Advice From A Harvard Medical Professor: Lessen Anxiety Through Diet
According to the Harvard Health Blog, various foods play a role in reducing anxiety.
Anxiety disorders are the most common mental disorder in the United States, as approximately 18 percent of the population experience a form of this mental ailment. Although therapy and medication help many to manage their anxiety, diet may also play an important role to manage the symptoms of anxiety disorders. According to Dr. Uma Naidoo, many people may experience a decrease in their level of anxiety by incorporating certain foods, nutrients, and minerals into their diet.
Maintaining an even level of blood sugar helps to create the perception of calmness. Therefore, Dr. Naidoo recommends including complex carbohydrates into one's diet, as they are metabolized at a slower rate than simple carbohydrates found in processed foods. It’s also important to not skip meals, as that can lead to a drop in blood sugar, which can worsen the symptoms of anxiety disorders.
The lack of antioxidants is believed to be correlated with increased anxiety. In order to increase the amount of antioxidants in one’s diet, foods such as berries, nuts, and beans have been proven to have a high level of antioxidants. Various fruits and vegetables, such as spinach, kale, beets, apples, plums, and sweet cherries can also be consumed for a delicious antioxidant boost.

• [Task set]
• A. From the diet and anxiety article, set down the part that opens with the words containing "Maintaining an even" and closes with "delicious antioxidant boost.".
• B. Resume the article on diet and anxiety after its last sentence.

• [Data extract]
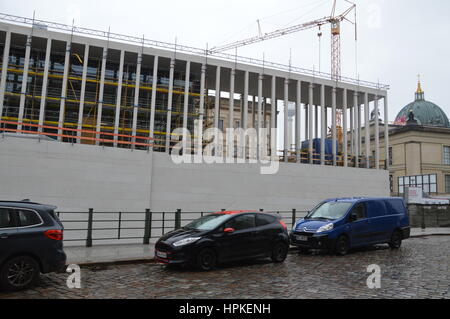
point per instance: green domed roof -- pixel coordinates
(426, 113)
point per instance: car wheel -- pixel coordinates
(279, 252)
(206, 259)
(303, 251)
(342, 246)
(19, 273)
(396, 240)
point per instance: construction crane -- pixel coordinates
(335, 22)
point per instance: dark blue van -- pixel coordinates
(339, 225)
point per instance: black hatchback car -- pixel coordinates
(223, 237)
(30, 243)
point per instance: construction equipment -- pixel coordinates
(335, 22)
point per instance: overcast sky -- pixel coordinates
(397, 40)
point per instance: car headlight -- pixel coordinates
(325, 228)
(186, 241)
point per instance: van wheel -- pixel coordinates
(396, 240)
(206, 259)
(19, 273)
(342, 246)
(279, 252)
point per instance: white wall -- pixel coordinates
(78, 177)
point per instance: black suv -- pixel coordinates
(223, 237)
(31, 242)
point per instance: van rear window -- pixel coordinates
(376, 209)
(395, 207)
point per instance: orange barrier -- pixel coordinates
(75, 136)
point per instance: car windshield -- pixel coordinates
(330, 211)
(209, 222)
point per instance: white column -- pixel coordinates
(62, 107)
(186, 106)
(386, 130)
(202, 110)
(259, 119)
(273, 115)
(356, 110)
(136, 97)
(119, 97)
(245, 108)
(352, 131)
(217, 100)
(231, 100)
(101, 93)
(83, 91)
(367, 128)
(230, 142)
(310, 123)
(333, 126)
(169, 106)
(45, 84)
(377, 135)
(324, 125)
(23, 92)
(4, 71)
(153, 103)
(345, 128)
(286, 120)
(298, 121)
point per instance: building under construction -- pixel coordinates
(83, 86)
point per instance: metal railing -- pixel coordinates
(141, 41)
(91, 226)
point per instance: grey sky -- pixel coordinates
(397, 39)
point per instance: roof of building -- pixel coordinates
(425, 113)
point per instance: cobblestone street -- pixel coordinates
(420, 269)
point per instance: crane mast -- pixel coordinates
(335, 22)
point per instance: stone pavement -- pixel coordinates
(137, 252)
(420, 269)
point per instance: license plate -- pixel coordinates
(161, 255)
(301, 238)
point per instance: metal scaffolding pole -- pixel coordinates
(136, 96)
(345, 128)
(169, 106)
(101, 93)
(23, 92)
(119, 97)
(4, 71)
(310, 123)
(153, 103)
(45, 84)
(367, 128)
(333, 126)
(298, 121)
(324, 125)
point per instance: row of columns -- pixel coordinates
(355, 113)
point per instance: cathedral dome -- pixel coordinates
(426, 113)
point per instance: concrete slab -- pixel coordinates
(145, 253)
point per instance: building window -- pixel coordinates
(447, 184)
(390, 156)
(427, 182)
(446, 155)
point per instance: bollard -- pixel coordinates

• [Outputs in order]
• A.
Maintaining an even level of blood sugar helps to create the perception of calmness. Therefore, Dr. Naidoo recommends including complex carbohydrates into one's diet, as they are metabolized at a slower rate than simple carbohydrates found in processed foods. It’s also important to not skip meals, as that can lead to a drop in blood sugar, which can worsen the symptoms of anxiety disorders.
The lack of antioxidants is believed to be correlated with increased anxiety. In order to increase the amount of antioxidants in one’s diet, foods such as berries, nuts, and beans have been proven to have a high level of antioxidants. Various fruits and vegetables, such as spinach, kale, beets, apples, plums, and sweet cherries can also be consumed for a delicious antioxidant boost.

• B.
Specific foods have been shown to have an effect of anxiety levels, as well. Diets low in magnesium were shown to increase anxiety-related behaviors in mice, therefore, foods rich in magnesium, such as leafy greens, legumes, seeds, nuts, and whole grains may help to alleviate such behaviors. Food that contains a high level of zinc, such as cashews, beef, egg yolks, and oysters have been connected to decreased levels of anxiety. Omega-3 fatty acids, which have also been linked to improving depression, have demonstrated a connection to improved anxiety, as well. Probiotic-rich foods, such as sauerkraut, kefir, and pickles may help to alleviate symptoms related to social anxiety.
Although Dr. Naidoo stated that nutritional psychiatry is no substitute for other treatment, she believes the relationship between food, anxiety, and mood should not be ignored.